--- BEGIN TEXT TO READ ---
Morgan Christopher Geer thinks of himself a bit like a musical journalist, who spends his time “seeing things the way they are.”

And when the singer/songwriter rolls into town behind his constantly rotating cast of tell-it-like-it-is indie-folk players—which he calls Drunken Prayer, no matter who’s thumping or fiddling away behind him—he’ll likely be keeping his “antenna up.”

Geer says he is constantly on the lookout for a tale that begs to be told. Perhaps he’ll find one at The Crepe Place on Aug. 15.

He looks to real life situations to supply him with the inspiration for his hard-luck, hard-drinking country tunes, because that’s the path of least resistance.

“If I try to write about one thing, I can’t do it,” explains Geer, who has been working under the Drunken Prayer moniker since 2006, when a conversation with the legendary Tom Waits convinced the budding musician to find his own voice.

Up until that point, Geer confesses, he had been basically aping his influences. “That conversation came around at the right time,” he says. “It gave me some wind in my sails.”

One topic, which he and Waits discussed, was the peculiar beauty of “bad news delivered in a pretty package.” The concept is an apt description for the opening track on Drunken Prayer’s second full-length album, Into the Missionfield. “Brazil” is a slow, twangy plea of a song, which imagines, in major keys, an impossibly idyllic reunion in some carefree Amazonian locale. Throughout the tune, Geer sings a faltering, weakly upbeat melody that struggles to stay bright under the realization—all too clear—that it is simply a dream.
--- END TEXT TO READ ---
§ **SET PROBLEM A**
In the piece on Morgan Christopher Geer, since what year has he been performing under the name Drunken Prayer?
--- BEGIN DATA SECTION ---
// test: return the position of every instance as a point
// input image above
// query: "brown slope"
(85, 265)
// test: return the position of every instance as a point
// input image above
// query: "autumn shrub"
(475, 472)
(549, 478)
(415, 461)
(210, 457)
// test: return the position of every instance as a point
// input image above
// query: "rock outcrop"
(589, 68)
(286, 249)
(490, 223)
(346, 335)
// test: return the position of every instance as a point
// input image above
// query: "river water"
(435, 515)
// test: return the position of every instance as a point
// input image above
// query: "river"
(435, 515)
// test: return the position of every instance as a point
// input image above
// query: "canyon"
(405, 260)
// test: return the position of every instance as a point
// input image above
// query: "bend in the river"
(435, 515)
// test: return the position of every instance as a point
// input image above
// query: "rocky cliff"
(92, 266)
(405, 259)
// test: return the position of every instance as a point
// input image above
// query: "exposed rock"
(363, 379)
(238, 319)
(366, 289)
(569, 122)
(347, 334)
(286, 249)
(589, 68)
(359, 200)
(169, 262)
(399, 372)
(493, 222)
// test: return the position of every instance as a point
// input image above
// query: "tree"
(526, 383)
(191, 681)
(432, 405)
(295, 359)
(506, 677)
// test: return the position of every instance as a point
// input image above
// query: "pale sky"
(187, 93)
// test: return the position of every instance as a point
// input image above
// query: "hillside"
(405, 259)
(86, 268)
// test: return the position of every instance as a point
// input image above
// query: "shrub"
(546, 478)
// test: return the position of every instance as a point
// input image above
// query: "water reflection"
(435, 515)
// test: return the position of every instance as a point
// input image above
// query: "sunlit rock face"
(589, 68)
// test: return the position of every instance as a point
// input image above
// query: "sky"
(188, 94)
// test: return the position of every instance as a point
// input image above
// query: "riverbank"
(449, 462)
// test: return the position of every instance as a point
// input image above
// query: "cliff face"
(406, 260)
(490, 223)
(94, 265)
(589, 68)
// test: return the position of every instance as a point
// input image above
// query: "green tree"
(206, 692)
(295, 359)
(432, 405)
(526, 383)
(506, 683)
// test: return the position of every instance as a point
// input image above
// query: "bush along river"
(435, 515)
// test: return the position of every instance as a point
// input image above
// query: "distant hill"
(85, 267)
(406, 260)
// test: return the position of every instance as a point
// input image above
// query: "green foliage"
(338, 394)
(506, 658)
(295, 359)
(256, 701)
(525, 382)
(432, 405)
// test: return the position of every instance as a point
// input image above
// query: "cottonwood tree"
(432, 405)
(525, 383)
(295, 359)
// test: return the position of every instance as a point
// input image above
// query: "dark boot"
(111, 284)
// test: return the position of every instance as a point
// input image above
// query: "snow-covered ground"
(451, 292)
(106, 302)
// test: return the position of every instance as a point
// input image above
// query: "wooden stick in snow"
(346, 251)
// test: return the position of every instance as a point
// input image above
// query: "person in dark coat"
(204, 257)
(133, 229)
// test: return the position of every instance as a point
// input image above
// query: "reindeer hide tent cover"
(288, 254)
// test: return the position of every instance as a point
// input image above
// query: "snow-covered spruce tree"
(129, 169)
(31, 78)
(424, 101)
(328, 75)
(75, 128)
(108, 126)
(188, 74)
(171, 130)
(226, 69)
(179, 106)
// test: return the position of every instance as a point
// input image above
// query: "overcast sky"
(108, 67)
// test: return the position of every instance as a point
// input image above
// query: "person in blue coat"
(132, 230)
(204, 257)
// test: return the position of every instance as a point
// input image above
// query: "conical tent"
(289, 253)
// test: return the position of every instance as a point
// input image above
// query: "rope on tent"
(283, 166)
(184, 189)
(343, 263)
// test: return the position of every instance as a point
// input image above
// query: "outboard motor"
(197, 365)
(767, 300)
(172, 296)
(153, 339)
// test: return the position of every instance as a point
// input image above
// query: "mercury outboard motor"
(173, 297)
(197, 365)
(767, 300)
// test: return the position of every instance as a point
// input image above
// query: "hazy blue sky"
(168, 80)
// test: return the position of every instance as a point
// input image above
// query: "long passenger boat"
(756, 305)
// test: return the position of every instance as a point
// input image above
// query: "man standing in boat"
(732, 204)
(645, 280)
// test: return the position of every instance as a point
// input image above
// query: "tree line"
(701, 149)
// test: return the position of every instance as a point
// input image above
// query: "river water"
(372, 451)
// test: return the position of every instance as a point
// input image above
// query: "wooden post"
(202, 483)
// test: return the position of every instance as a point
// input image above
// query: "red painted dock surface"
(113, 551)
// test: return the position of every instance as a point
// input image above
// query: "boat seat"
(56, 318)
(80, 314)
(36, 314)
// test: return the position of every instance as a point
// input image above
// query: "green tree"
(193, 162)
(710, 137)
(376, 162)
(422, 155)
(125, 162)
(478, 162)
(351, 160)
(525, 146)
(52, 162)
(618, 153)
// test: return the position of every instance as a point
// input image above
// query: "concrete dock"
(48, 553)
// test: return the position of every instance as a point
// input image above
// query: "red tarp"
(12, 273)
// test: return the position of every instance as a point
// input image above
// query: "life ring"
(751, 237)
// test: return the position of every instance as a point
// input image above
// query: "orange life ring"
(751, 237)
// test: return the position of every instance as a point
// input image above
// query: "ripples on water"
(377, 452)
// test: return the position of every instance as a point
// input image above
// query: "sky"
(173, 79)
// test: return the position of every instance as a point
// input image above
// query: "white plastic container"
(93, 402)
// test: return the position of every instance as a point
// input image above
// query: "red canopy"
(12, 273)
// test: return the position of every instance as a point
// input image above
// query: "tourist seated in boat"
--- END DATA SECTION ---
§ **SET PROBLEM B**
Report every line of the records that contains the string "outboard".

§ **EXERCISE SOLUTION A**
Since 2006.

§ **EXERCISE SOLUTION B**
// query: "outboard motor"
// query: "mercury outboard motor"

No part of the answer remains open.